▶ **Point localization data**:
[Start of Attachment]
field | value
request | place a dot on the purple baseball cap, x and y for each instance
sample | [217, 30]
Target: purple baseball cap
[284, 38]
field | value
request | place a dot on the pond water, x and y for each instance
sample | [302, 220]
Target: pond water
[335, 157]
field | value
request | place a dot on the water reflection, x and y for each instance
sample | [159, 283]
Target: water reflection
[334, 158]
[End of Attachment]
[Start of Attachment]
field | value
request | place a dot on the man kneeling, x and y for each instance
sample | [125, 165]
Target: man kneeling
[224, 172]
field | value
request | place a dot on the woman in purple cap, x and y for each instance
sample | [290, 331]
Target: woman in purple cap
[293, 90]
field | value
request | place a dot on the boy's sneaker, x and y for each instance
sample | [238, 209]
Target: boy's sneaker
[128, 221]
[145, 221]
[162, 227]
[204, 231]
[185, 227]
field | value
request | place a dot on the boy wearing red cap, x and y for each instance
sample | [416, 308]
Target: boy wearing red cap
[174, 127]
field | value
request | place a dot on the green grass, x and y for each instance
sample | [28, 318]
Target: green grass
[End of Attachment]
▶ **Problem**: Beginning at the line with "request | place a dot on the boy's" and stopping after the line with "Target: green grass", please write out every line of the data above exactly and nothing else.

▶ **Result for this exercise**:
request | place a dot on the boy's sneaker, x and y for each instance
sample | [238, 209]
Target: boy's sneaker
[128, 221]
[145, 221]
[162, 227]
[204, 231]
[185, 227]
field | value
request | place a dot on the boy wearing red cap, x and y for each instance
sample | [416, 308]
Target: boy wearing red cap
[174, 127]
field | value
request | place a dot on the green grass, x and y for each instance
sample | [28, 318]
Target: green grass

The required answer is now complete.